[Begin DATA]
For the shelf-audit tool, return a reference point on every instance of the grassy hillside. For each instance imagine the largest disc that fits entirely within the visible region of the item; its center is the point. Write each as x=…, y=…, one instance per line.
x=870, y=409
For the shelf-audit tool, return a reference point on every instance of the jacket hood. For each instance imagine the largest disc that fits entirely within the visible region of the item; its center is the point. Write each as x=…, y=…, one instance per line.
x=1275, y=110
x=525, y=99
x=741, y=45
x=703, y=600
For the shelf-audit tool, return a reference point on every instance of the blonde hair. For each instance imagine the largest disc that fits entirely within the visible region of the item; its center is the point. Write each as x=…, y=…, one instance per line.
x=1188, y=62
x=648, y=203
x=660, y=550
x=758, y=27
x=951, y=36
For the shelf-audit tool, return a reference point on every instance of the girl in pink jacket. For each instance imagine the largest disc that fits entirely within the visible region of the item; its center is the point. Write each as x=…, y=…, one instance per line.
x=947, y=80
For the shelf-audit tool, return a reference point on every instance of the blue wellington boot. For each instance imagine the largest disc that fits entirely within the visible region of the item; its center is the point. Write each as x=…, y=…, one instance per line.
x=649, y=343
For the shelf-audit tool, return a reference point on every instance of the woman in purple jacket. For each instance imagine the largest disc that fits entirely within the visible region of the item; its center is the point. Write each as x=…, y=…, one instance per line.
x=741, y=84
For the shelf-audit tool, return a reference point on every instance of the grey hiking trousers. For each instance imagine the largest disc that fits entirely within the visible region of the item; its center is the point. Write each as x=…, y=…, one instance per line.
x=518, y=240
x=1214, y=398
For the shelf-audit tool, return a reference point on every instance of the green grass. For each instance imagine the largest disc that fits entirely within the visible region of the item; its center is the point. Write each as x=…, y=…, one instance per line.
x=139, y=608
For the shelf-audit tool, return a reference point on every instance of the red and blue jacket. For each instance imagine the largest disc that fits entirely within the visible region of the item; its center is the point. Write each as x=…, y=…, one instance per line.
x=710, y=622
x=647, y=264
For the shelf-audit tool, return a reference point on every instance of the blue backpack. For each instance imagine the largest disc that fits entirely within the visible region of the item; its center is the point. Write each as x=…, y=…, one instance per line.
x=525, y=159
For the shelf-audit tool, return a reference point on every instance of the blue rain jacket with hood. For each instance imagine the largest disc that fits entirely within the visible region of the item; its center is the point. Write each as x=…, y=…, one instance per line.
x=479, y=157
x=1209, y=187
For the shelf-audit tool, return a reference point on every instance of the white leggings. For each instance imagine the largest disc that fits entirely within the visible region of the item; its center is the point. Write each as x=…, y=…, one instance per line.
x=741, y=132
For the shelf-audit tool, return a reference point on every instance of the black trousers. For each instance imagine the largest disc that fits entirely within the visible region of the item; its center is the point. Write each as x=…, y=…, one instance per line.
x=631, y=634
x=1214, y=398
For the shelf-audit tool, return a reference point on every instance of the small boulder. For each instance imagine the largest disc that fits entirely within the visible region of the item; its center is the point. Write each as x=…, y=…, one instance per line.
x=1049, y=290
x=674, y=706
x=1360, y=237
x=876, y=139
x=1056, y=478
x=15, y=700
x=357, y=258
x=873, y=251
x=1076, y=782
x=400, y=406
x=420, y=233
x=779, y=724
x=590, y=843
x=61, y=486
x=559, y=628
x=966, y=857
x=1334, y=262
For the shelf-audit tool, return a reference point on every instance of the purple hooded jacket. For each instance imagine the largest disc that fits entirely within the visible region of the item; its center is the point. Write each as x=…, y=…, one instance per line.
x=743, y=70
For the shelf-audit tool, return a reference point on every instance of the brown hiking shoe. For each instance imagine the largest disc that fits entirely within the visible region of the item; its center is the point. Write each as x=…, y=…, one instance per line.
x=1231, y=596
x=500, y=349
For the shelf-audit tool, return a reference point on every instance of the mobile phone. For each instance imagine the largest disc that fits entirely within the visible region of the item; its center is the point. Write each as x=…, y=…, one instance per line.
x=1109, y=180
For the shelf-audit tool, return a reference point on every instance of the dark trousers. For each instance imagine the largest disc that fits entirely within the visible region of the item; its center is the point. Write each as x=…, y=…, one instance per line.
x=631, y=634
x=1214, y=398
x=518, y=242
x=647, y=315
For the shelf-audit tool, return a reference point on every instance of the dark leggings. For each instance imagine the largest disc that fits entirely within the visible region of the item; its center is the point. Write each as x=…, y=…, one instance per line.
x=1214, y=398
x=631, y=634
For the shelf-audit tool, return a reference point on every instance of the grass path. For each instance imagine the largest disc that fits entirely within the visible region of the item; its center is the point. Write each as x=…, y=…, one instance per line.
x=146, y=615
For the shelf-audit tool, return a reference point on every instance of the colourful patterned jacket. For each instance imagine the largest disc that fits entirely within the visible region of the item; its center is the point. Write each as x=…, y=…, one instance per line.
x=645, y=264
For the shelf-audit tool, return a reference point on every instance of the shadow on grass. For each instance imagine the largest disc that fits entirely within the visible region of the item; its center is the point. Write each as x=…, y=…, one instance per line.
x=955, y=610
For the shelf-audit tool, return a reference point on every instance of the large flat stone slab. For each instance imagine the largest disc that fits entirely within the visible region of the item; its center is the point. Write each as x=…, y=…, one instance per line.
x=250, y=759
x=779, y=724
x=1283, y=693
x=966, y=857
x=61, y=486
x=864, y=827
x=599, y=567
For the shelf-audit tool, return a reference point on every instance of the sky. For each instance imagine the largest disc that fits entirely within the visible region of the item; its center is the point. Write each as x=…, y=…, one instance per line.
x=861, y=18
[End DATA]
REQUIREMENTS |
Transcribe all the records above word for word, keeping each line as it stands.

TASK ANSWER |
For the shelf-audit tool, return a reference point on every instance of the grassy hillside. For each instance imagine the largest disc that fits entirely within the visible region of the item; its center is the point. Write each as x=…, y=…, one instance per line.
x=870, y=409
For the shelf-audit tool, return a reference point on every instance of the jacket hood. For each instance imagine the largest disc that fits entirely within the visible region of the item; its center is the point. Write each as x=…, y=…, one instance per line.
x=1275, y=110
x=525, y=99
x=741, y=45
x=703, y=600
For the shelf-audit tool, return a reference point on every instance of the blonde hair. For each instance imagine the largest disc that fits entirely within the visible region of the item; its center is the point. Write each as x=…, y=…, one instance per line.
x=1188, y=62
x=648, y=203
x=660, y=550
x=758, y=27
x=951, y=36
For the shelf-audit tool, return a reference point on every instance of the girl in pink jacket. For each instance imagine the largest disc that fits entirely within the visible region of the item; its center is the point. Write each as x=…, y=…, one instance per line.
x=947, y=80
For the shelf-audit tool, return a reference point on every instance of the blue wellington boot. For each instance imagine the largest disc that fits entirely within the visible region of the item; its center is the point. Write each as x=…, y=…, one instance per line.
x=649, y=343
For the shelf-audit tool, return a reference point on every instance of the woman in purple jacket. For each instance imagine the largest disc that fits entirely within the visible region of the item; its center is the point. Write each as x=…, y=…, one instance per line.
x=741, y=84
For the shelf-audit tool, return a reference point on every instance of the grey hiking trousers. For each instance imagine the largest disc that fits entirely within the visible region of the item; its center is the point. Write each as x=…, y=…, one instance per line.
x=518, y=240
x=1214, y=398
For the shelf-audit tool, return a reference point on every instance of the green grass. For each instance imagine the largest disc that fits entirely within the visible region of the item; its center is the point. Write each as x=…, y=…, one instance per line.
x=139, y=608
For the shelf-audit tool, return a reference point on every instance of the red and blue jacket. For each instance imagine the largest disc that fits entirely within the visible region of the item; its center is the point. Write each as x=…, y=…, one instance per line.
x=710, y=622
x=647, y=264
For the shelf-audit tool, return a reference point on every instance of the blue backpack. For each instance imagine the largest disc that fits entirely within the visible region of the item; its center is the point. Write each as x=…, y=…, one instance per line.
x=525, y=159
For the shelf-audit tool, return a reference point on every instance of the blue rain jacket with hood. For each instance imagine the largest disc that fits entirely within the visible region of the item; its center is the point. Write each as x=…, y=…, one instance per line.
x=479, y=157
x=1209, y=187
For the shelf-audit tool, return a reference point on every instance of the white leggings. For each instance imagine the largest disc that fits entirely within the visible region of the item; its center is the point. Write each as x=…, y=…, one instance per line.
x=741, y=132
For the shelf-audit tool, return a reference point on every instance of the black trousers. For each instance imagine the largest disc that fits entirely within the visible region of the item; its center is the point. Write each as x=…, y=…, one instance per line.
x=631, y=634
x=1214, y=398
For the shelf-audit tool, return a reference point on every instance of the small boulder. For each instance imagine the largest disc that fits entirely within the visible region of the item; its center is the point. Write each as x=…, y=…, one instance per line.
x=1049, y=290
x=674, y=706
x=1360, y=237
x=876, y=139
x=1056, y=478
x=15, y=700
x=357, y=258
x=873, y=251
x=1076, y=782
x=400, y=406
x=420, y=233
x=779, y=724
x=590, y=843
x=61, y=486
x=559, y=628
x=966, y=857
x=1334, y=262
For the shelf-audit tool, return a reference point on every instance of the purple hooded jacket. For each instance imagine the largest disc that fits entirely within the visible region of the item; its center is the point. Write each as x=…, y=…, one instance per line.
x=743, y=70
For the shelf-audit tool, return a reference point on every instance of the brown hiking shoe. For each instance imagine the largest disc that fits entirely within the visible region of the item; its center is the point. Write each as x=…, y=…, one instance per line.
x=1231, y=596
x=500, y=349
For the shelf-audit tool, return a reference point on every instance of the mobile phone. For each instance imagine the largest disc that fits entirely within the visible region of the item; its center is the point. Write each as x=…, y=…, one instance per line.
x=1109, y=180
For the shelf-audit tool, return a reference point on every instance of the dark trousers. For each instance imagine the largest disc that fits entirely within the visible region of the item; its center is the point. Write each as x=…, y=…, one instance per line.
x=631, y=634
x=1214, y=398
x=518, y=242
x=647, y=315
For the shelf-audit tool, return a reference point on every instance of the dark leggings. For each instance imagine the largest disc that fits entirely within the visible region of the item; its center is the point. Write each as x=…, y=…, one instance per line.
x=1214, y=398
x=631, y=634
For the shelf-audit tool, return a reference point on every instance of the grass path. For each instance imagine the largest disc that fits entirely within the visible region of the item; its center is the point. Write each as x=…, y=…, one instance per line.
x=146, y=615
For the shelf-audit tool, return a reference point on every instance of the colourful patterned jacket. For each instance imagine the largest disc that fits entirely within the visible region of the item; its center is the point. Write each as x=…, y=…, one instance per line.
x=645, y=264
For the shelf-audit tool, return a reference point on every instance of the shadow on grass. For each instance imagine the largest disc that fits entirely within the visible region of the item; its center is the point. Write each as x=…, y=…, one instance per line.
x=955, y=610
For the shelf-audit tool, return a reference point on every instance of the large flat stone slab. For each instance imagine the largest disc that fits entirely within the visible region of the item; its center is the point. Write each as x=…, y=…, one instance per line.
x=250, y=759
x=779, y=724
x=1283, y=693
x=966, y=857
x=61, y=486
x=864, y=827
x=599, y=567
For the shelf-audit tool, return a reference point on every instance of the sky. For each instance imagine the largest disc that fits entirely within the visible region of the item; its center is the point. Write each as x=…, y=…, one instance per line.
x=861, y=18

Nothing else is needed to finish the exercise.